- Goal: Reproduce each of the rows below word for word, in the same order.
_____
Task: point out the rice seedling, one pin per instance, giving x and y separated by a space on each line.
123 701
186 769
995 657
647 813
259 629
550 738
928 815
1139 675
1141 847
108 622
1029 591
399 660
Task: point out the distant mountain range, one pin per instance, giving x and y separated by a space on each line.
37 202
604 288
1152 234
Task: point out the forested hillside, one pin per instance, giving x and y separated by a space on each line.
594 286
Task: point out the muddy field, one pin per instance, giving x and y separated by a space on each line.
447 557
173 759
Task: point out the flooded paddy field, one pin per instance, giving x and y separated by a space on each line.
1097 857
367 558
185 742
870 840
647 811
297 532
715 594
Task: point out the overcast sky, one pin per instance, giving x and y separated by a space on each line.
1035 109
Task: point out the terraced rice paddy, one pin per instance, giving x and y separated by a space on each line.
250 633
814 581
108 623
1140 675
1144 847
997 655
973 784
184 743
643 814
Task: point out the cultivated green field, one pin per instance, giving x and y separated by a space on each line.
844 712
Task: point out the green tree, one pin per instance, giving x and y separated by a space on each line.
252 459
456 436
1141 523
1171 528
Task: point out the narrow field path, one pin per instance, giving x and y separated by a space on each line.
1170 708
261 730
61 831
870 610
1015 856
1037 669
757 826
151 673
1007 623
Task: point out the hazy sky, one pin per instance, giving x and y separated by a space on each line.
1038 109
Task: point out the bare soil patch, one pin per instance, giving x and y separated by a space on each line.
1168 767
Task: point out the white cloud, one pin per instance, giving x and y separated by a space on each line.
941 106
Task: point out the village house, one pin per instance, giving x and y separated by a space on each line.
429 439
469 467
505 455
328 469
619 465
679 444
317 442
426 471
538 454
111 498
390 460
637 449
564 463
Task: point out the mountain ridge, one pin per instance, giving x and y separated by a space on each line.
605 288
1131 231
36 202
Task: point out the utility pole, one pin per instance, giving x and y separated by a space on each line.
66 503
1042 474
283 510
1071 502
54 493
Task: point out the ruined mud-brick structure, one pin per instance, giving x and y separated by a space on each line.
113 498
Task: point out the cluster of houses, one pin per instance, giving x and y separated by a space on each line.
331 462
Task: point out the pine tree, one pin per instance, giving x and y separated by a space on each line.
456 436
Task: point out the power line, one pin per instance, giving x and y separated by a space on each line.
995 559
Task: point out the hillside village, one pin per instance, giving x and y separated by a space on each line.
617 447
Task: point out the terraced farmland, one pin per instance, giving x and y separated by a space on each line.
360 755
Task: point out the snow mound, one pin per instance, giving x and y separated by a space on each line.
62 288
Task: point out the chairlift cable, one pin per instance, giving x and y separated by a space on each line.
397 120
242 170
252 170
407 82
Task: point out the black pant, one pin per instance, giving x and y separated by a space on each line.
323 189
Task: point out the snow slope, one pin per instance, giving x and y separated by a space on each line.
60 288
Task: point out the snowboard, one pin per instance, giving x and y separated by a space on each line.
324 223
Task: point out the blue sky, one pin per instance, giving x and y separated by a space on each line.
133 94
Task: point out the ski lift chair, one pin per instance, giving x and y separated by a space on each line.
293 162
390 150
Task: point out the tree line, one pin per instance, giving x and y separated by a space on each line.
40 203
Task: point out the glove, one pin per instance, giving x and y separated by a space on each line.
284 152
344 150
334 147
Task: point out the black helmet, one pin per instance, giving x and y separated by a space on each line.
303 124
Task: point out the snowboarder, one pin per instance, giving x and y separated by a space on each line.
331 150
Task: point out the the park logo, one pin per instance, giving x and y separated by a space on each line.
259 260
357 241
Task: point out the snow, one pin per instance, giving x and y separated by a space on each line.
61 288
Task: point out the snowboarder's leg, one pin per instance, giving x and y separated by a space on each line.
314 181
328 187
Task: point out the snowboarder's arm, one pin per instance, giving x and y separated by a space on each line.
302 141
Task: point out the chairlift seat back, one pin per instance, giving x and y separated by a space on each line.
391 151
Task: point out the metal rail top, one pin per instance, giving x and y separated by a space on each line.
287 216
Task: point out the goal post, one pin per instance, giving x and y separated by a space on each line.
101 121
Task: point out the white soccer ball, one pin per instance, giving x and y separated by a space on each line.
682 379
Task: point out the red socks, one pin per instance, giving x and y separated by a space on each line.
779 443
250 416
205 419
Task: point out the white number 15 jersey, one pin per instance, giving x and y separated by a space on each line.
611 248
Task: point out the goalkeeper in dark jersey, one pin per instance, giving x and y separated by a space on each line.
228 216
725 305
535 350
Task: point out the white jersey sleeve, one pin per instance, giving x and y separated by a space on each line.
_____
- Response to the exercise:
Task: point out the rice seedling, one pin per instance, giving x and y separated by a space on each line.
123 701
186 769
995 657
647 813
259 629
550 738
928 815
1139 675
1141 847
108 622
1029 591
399 660
Task: point out the distant mountain range, one pin per instance, giving x and y separated by a space on each line.
37 202
604 288
1152 234
Task: point out the forested hillside, one pin per instance, giving x and y separated by a space on each line.
594 286
Task: point out the muddy field, one pin per instance, giving x and y separated by a space on each line.
447 557
173 759
Task: point out the flooded paddy field, one pin per instance, giving x and y separated by a space on each line.
1097 857
367 558
185 742
870 840
647 811
297 532
715 594
Task: point out the overcast sky, one pin per instance, giving x and y separated by a space on each line.
1035 109
Task: point out the terraced rice paddy, one pin per instance, giving x and y separated by a space on each line.
250 633
814 581
108 623
1140 675
1144 847
997 655
973 784
184 743
643 814
Task: point out the cultivated green field, one pin per instance, giving x and y separated by a space on each line.
844 712
Task: point out the green tree, one pin per instance, giving x and y separated by a space on each line.
252 459
456 436
1141 523
1171 528
Task: point out the narrow field path, one pin per instance, giving x and y separated by a space on each line.
1170 708
261 730
61 831
870 610
1015 856
1037 669
757 826
151 673
1007 623
Task: point out the hazy sky, one pin per instance, giving x and y separated by a space on each line.
1038 109
Task: point out the bare soil patch, one pin per instance, giving x and y separated by a space on each line.
1168 767
Task: point out the white cloud, one pin per instance, giving x and y separated by a space on each line.
941 106
Task: point out the village house, one pin per instance, giving x and y separated by a space on each line.
429 439
469 467
505 455
328 469
619 465
679 444
317 442
426 471
538 454
111 498
390 460
637 449
564 463
Task: point out the mountain ridge, one pin per instance, giving x and y separated by a space on each line.
605 288
1131 231
36 202
Task: point out the utility pole, one pin per instance, giving x and y separated by a space on each line.
66 503
1042 474
283 510
1071 502
54 493
Task: point out the ruined mud-brick structure, one pin per instance, giving x and y separated by a space on each line.
113 498
Task: point out the cluster of houses, one pin per instance, giving x and y separated by a space on each line.
331 462
Task: point out the pine tree, one pin per instance, giving x and y separated by a space on each line.
456 436
Task: point out the power line, one pin per instance, giving x and y separated by a space on each line.
995 559
Task: point out the hillside village, one pin per instance, giving x and y separated by a space on each line.
617 447
Task: point out the terraced farmland, one pin per instance, giving x and y separated by a space on each line.
360 755
Task: point out the snow mound, one pin per instance, giving x and y separated by a space on each line.
62 288
Task: point out the chairlift cable, one pin per instance, giving x and y separated by a space on each line.
397 120
242 170
252 170
407 82
Task: point out the black pant, one pin per instance, giving x and y separated by a space on each line.
323 189
Task: point out the snow slope, one pin per instance, giving x and y separated by a space on each line.
60 288
Task: point out the snowboard, one pin per instance, giving x and y separated by a space on each line.
324 223
Task: point out the blue sky, one pin per instance, giving x and y separated by a space on each line.
133 94
Task: point out the ski lift chair, one pin per instance, giving x and y separated by a space on each line.
293 162
390 150
Task: point out the tree line, one pin per instance, giving x and y separated by a space on each line.
40 203
Task: point out the glove, one pin per instance, giving x and y separated by a space on each line.
284 152
344 150
334 147
Task: point out the black helmet, one pin per instance, giving x and y separated by a space on each line.
303 124
Task: point out the snowboarder, one pin per instance, giving x and y separated by a space on each line.
331 150
Task: point out the the park logo, one pin per instance, giving x and y separated by a space on each line.
259 260
357 241
Task: point out the snow, one pin per instance, giving x and y separated by a space on each line.
61 288
Task: point out the snowboarder's leg, one pin per instance, giving x and y separated by a space on each line.
314 181
328 187
Task: point out the snowboarder's arm, one pin per instance, giving x and y separated by a space on each line.
302 141
Task: point out the chairlift seat back, one pin per instance, giving x and y separated by a space on each line.
391 151
Task: point out the metal rail top, one pin per instance, giving x and y separated by a space on each line.
287 216
Task: point out the goal post, one pin per instance, giving x and y separated by a space on each line.
101 121
Task: point out the white soccer ball, one pin per instance, giving x and y separated by a space on each line.
682 379
Task: point out the red socks, one pin per instance, giving x and y separated by a space on each line.
779 443
250 416
205 419
Task: point out the white number 15 jersey, one pin per instance, giving x and y separated by a space on each line.
611 248
Task: point out the goalkeeper in dark jersey, one pin per instance, giving x and y separated by a space on each line.
228 216
725 305
535 350
Task: point out the white jersey sleeve, one pin per instance, giving x and y separated by a space on each line.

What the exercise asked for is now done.